WRITTEN REQUEST -> Output all the entries below as a two-column CSV with the headers label_text and outline, one row per entry. Put the entry's text in label_text and its answer in outline, each as a single quoted field with line breaks changed to spaces, and leave out the pictures.

PROVIDED ENTRIES ->
%%
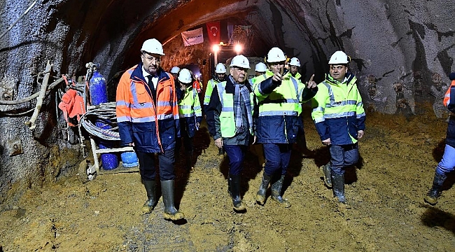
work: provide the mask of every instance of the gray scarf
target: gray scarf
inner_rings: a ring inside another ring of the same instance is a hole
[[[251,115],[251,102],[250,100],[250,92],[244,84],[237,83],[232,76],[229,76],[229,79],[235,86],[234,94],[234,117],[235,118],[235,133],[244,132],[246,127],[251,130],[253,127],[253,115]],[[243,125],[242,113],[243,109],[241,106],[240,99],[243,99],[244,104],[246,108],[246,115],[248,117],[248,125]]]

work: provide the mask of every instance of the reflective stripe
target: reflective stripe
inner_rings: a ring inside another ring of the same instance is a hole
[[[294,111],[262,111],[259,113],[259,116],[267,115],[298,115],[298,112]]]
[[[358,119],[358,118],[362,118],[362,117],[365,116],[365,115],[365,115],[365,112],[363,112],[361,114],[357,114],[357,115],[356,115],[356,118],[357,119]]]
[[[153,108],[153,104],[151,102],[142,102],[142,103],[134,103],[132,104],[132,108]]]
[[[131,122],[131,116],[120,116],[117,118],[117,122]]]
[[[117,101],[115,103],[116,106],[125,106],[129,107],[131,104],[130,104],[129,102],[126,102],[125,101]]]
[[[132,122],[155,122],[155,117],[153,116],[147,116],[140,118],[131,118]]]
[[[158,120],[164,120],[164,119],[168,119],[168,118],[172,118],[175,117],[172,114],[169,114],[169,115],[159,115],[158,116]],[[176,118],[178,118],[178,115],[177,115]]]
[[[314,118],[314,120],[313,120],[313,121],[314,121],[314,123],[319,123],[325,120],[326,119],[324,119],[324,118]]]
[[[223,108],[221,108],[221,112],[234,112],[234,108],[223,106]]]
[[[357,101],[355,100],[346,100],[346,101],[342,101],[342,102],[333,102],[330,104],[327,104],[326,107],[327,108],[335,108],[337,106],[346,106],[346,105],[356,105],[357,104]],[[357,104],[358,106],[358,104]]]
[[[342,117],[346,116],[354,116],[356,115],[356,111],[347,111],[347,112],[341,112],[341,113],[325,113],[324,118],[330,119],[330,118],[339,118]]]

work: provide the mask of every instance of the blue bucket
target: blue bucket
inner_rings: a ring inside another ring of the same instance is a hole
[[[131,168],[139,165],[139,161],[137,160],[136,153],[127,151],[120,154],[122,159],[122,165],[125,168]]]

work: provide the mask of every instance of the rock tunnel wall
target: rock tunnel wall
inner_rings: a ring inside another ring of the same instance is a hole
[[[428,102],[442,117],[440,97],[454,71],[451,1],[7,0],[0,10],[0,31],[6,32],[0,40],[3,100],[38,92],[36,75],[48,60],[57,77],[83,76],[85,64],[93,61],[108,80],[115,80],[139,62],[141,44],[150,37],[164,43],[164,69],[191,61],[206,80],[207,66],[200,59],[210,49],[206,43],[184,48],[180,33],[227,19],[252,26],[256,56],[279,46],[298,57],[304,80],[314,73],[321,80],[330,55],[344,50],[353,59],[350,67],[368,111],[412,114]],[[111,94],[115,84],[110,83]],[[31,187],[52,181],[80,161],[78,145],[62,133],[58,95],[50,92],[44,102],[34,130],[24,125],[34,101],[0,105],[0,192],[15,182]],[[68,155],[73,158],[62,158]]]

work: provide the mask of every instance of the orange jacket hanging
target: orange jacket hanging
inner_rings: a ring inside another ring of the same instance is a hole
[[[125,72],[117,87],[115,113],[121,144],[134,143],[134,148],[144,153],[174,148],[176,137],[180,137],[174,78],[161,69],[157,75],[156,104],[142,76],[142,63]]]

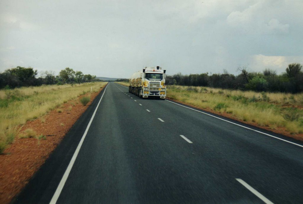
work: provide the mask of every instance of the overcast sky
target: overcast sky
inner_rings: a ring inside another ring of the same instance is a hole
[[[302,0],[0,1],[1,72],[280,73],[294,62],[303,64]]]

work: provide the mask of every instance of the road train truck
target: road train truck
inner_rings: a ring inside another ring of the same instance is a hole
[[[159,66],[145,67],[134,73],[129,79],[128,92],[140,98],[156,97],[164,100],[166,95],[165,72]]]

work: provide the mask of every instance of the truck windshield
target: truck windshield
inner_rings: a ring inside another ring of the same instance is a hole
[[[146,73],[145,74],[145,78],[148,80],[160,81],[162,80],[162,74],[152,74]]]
%%
FINISHED ANSWER ->
label_text,outline
"work: provide the mask of every instance of the gray scarf target: gray scarf inner_rings: a ring inside another ring of the same instance is a hole","[[[251,115],[251,102],[250,100],[250,92],[244,84],[237,83],[232,76],[229,76],[229,79],[235,86],[234,94],[234,117],[235,118],[235,133],[244,132],[246,127],[251,130],[253,127],[253,115]],[[243,125],[242,113],[243,109],[241,106],[240,99],[243,99],[244,104],[246,108],[246,115],[248,117],[248,125]]]"
"work: provide the mask of every instance of the reflective stripe target: reflective stripe inner_rings: a ring inside another ring of the same instance is a hole","[[[294,111],[262,111],[259,113],[259,116],[267,115],[298,115],[298,112]]] [[[358,119],[358,118],[362,118],[362,117],[365,116],[365,115],[365,115],[365,112],[363,112],[361,114],[357,114],[357,115],[356,115],[356,118],[357,119]]] [[[153,108],[153,104],[151,102],[142,102],[142,103],[134,103],[132,104],[132,108]]] [[[131,122],[131,116],[120,116],[117,118],[117,122]]] [[[117,101],[115,103],[116,106],[125,106],[129,107],[131,104],[130,104],[129,102],[126,102],[125,101]]] [[[132,122],[155,122],[155,117],[153,116],[147,116],[140,118],[131,118]]] [[[158,120],[164,120],[164,119],[168,119],[168,118],[172,118],[175,117],[172,114],[169,114],[169,115],[159,115],[158,116]],[[176,118],[178,118],[178,115],[177,115]]] [[[314,118],[314,120],[313,120],[313,121],[314,121],[314,123],[319,123],[325,120],[326,119],[324,119],[324,118]]] [[[223,108],[221,108],[221,112],[234,112],[234,108],[223,106]]] [[[357,101],[355,100],[346,100],[346,101],[342,101],[342,102],[333,102],[330,104],[327,104],[326,107],[327,108],[335,108],[337,106],[346,106],[346,105],[356,105],[357,104]],[[357,104],[358,106],[358,104]]] [[[342,117],[346,116],[354,116],[356,115],[356,111],[347,111],[347,112],[341,112],[341,113],[325,113],[324,118],[330,119],[330,118],[339,118]]]"
"work: provide the mask of every instance of the blue bucket target: blue bucket inner_rings: a ring inside another ring of the same instance is a hole","[[[131,168],[139,165],[139,161],[137,160],[136,153],[127,151],[120,154],[122,159],[122,165],[125,168]]]"
"work: provide the mask of every instance of the rock tunnel wall target: rock tunnel wall inner_rings: a ring inside another ring of the same instance is a hole","[[[428,102],[442,117],[440,97],[454,71],[451,1],[7,0],[0,10],[0,31],[6,32],[0,40],[3,100],[38,92],[36,75],[48,60],[57,77],[83,76],[85,64],[93,61],[108,80],[115,80],[139,62],[141,44],[150,37],[164,43],[164,69],[191,61],[206,80],[207,66],[200,59],[210,49],[206,43],[184,48],[180,33],[227,19],[252,26],[256,56],[279,46],[298,57],[304,80],[314,73],[321,80],[330,55],[344,50],[353,59],[350,67],[368,111],[412,114]],[[111,94],[115,84],[110,83]],[[31,187],[52,181],[80,161],[78,145],[62,133],[58,95],[50,92],[44,102],[34,130],[24,125],[34,101],[0,105],[0,192],[15,182]],[[68,155],[73,158],[62,158]]]"
"work: provide the mask of every instance of the orange jacket hanging target: orange jacket hanging inner_rings: a ring inside another ring of the same instance is a hole","[[[125,72],[117,87],[115,113],[121,144],[134,143],[134,148],[144,153],[174,148],[176,137],[180,137],[174,78],[161,69],[157,75],[156,104],[142,76],[142,63]]]"
"work: provide the mask of every instance of the overcast sky target: overcast sky inner_rings: a ring inside another ring of the same instance is a hole","[[[302,0],[0,1],[1,72],[280,73],[294,62],[303,64]]]"
"work: provide the mask of every instance of the road train truck target: road train truck inner_rings: a ring inside another ring of the same instance is a hole","[[[159,66],[145,67],[134,73],[129,79],[128,92],[140,98],[156,97],[164,100],[166,95],[165,72]]]"
"work: provide the mask of every instance of the truck windshield target: truck windshield inner_rings: a ring inside another ring of the same instance is a hole","[[[146,73],[145,74],[145,78],[148,80],[160,81],[162,80],[162,74],[152,74]]]"